- **本文**
============================================================

実施例1〜4及び比較例1〜6のシートの製造、シートの組成、シートの性能をまとめて表1〜表3に示す。
【0024】
【表1】
【0025】
【表2】
【0026】
【表3】
【発明の効果】
以上、説明した様に本発明の耐熱性吸着シートは、吸着材の含有比率が極めて高く、有機溶剤等の悪臭成分の吸着除去性能が極めて優れている。
また、耐熱性を有する吸着シートであるため、再生工程等により突発的に300℃程度の高温下にさらされた場合でも吸着シートの着火、燃焼、著しい強度低下の恐れがなく、また吸着材としてゼオライトを使用した場合には反応性の極めて高い有機溶剤を吸着した際に生ずる反応熱もなくなり、安全に有機溶剤等の悪臭有害ガスを吸着除去する事ができる。さらに本吸着シートは柔軟性に富む事から、折り曲げ加工等の2次加工がし易いという効果も有する。
【図面の簡単な説明】
【図1】図1は本発明の吸着シートの吸着性能を評価する装置を示す。
【図2】図2は本発明のB成分すなわち、耐熱性有機ポリマー(B−1)及び低温度熱分解性有機ポリマー(B−2)の熱分解開始温度を測定する装置である。
【符号の説明】
A1,A2 温度調節用蛇管
B1,B2,B3 共通すり合わせ濾過板付ガス洗浄瓶(250ml)
C 混合瓶(球内径60mm二球連続式)
D 吸着試験用U字管
E 三方コック
F1 溶剤蒸気発生空気用流量計
F2 希釈空気用流量計
N 恒温槽又は恒温水槽
H 余剰ガス出口
I 乾燥空気入口
J 排気口
K1,K2 ガス流量調節コック
L 溶剤
M 恒温槽
N サンプル管
O サンプル
P 熱電対
Q 温度記録計
R 空気
S 排気
Claims (4)

============================================================

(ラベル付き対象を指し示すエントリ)

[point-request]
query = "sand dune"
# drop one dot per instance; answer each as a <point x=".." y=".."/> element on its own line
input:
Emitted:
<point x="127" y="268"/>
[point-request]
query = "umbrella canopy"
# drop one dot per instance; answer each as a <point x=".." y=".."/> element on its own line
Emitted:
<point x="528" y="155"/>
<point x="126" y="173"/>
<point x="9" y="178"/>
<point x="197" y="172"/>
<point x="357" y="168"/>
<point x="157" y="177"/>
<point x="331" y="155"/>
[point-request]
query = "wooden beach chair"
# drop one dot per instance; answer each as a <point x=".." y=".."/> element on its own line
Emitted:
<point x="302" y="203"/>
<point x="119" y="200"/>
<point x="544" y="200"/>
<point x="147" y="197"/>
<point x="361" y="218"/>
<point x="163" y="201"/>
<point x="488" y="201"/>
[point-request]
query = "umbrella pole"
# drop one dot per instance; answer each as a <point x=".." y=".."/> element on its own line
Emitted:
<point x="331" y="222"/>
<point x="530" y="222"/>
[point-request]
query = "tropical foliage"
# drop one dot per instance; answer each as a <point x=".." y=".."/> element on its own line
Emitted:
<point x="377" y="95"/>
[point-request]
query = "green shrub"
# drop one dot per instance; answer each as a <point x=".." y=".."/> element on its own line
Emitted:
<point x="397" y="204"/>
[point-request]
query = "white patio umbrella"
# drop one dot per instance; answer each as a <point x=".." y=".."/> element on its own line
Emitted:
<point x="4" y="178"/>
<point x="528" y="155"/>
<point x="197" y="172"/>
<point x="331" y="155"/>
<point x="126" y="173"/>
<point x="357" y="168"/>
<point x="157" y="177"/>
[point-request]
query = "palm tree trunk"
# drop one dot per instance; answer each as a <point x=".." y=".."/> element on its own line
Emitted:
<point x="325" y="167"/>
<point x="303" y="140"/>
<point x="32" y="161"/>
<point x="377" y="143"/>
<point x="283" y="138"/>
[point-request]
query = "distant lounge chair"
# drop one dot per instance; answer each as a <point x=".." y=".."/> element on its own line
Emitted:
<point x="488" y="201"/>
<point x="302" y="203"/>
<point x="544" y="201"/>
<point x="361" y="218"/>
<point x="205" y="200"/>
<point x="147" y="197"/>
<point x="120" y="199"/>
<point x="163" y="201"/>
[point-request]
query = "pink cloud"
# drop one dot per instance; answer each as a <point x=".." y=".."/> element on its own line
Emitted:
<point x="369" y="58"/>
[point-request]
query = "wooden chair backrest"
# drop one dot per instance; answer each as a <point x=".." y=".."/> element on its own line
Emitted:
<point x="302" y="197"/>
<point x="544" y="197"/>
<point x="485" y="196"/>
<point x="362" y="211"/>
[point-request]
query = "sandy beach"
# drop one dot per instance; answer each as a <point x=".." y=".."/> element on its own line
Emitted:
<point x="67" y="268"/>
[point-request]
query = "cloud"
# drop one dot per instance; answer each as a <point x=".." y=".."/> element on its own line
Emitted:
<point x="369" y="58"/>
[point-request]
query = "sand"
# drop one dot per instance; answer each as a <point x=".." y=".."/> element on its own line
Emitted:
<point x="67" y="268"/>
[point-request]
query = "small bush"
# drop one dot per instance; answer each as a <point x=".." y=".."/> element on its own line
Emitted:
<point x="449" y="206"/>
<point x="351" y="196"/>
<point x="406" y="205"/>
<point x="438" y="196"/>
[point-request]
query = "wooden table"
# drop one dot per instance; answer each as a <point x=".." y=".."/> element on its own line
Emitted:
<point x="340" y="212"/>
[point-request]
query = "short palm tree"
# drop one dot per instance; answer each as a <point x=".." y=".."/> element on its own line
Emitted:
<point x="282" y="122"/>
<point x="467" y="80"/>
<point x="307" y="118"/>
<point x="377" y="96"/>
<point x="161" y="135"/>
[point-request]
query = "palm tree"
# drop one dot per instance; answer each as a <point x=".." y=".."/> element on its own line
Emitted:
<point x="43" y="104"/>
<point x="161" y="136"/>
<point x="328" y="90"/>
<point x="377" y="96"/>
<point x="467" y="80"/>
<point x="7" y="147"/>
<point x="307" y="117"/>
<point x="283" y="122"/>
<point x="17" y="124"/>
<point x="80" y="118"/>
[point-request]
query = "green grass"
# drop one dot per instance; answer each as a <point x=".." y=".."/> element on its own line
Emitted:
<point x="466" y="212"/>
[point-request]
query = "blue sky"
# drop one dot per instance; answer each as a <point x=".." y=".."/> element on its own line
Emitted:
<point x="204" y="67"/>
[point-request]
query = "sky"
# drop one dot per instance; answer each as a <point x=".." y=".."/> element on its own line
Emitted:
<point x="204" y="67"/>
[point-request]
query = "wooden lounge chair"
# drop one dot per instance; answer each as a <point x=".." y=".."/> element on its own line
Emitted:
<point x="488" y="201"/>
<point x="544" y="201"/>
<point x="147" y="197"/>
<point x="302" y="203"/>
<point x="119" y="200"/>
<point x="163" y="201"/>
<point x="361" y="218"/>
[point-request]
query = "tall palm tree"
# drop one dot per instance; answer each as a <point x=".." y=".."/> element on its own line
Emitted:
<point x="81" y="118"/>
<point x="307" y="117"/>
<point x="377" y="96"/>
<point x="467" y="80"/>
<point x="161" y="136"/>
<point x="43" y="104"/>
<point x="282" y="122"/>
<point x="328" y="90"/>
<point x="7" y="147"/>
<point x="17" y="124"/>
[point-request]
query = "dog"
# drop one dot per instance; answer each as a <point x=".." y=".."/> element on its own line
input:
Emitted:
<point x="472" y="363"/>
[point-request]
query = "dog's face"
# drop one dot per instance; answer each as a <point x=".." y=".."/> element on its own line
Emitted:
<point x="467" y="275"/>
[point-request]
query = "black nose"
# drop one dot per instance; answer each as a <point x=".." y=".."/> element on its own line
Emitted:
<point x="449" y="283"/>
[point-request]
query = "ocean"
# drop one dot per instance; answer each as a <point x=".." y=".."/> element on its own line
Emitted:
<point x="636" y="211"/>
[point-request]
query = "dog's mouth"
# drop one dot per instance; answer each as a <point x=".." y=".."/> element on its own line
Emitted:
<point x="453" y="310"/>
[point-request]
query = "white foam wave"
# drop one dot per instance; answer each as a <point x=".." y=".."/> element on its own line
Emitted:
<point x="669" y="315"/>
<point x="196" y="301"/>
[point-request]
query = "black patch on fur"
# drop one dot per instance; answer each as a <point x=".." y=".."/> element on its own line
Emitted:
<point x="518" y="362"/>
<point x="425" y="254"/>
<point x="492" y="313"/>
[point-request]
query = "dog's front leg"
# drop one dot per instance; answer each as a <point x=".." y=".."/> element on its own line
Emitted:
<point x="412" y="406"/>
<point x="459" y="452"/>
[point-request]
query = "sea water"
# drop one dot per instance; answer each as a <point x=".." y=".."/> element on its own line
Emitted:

============================================================

- **設問 1**
本文について、次の問いに答えてください。
(a) 再生工程などで突発的にさらされる場合があるとされる高温は、何℃程度ですか？
(b) 図1は、何を評価する装置を示していますか？
(c) 符号Dは何を表していますか？
- **設問 2**
本文のうち、「実施例1〜4及び比較例1〜6」から「除去性能が極めて優れている。」までをすべて、一字一句変えずに抜き出してください。
- **設問 3**
本文によると、本吸着シートが高温にさらされても着火や燃焼の恐れがないのはなぜですか？1〜3文で説明してください。

- **解答 1**
(a) 300℃程度
(b) 本発明の吸着シートの吸着性能
(c) 吸着試験用U字管

- **解答 2**
実施例1〜4及び比較例1〜6のシートの製造、シートの組成、シートの性能をまとめて表1〜表3に示す。
【0024】
【表1】
【0025】
【表2】
【0026】
【表3】
【発明の効果】
以上、説明した様に本発明の耐熱性吸着シートは、吸着材の含有比率が極めて高く、有機溶剤等の悪臭成分の吸着除去性能が極めて優れている。

- **解答 3**
耐熱性を有する吸着シートだからです。そのため、再生工程などで突発的に300℃程度の高温にさらされても、着火、燃焼、著しい強度低下の恐れがありません。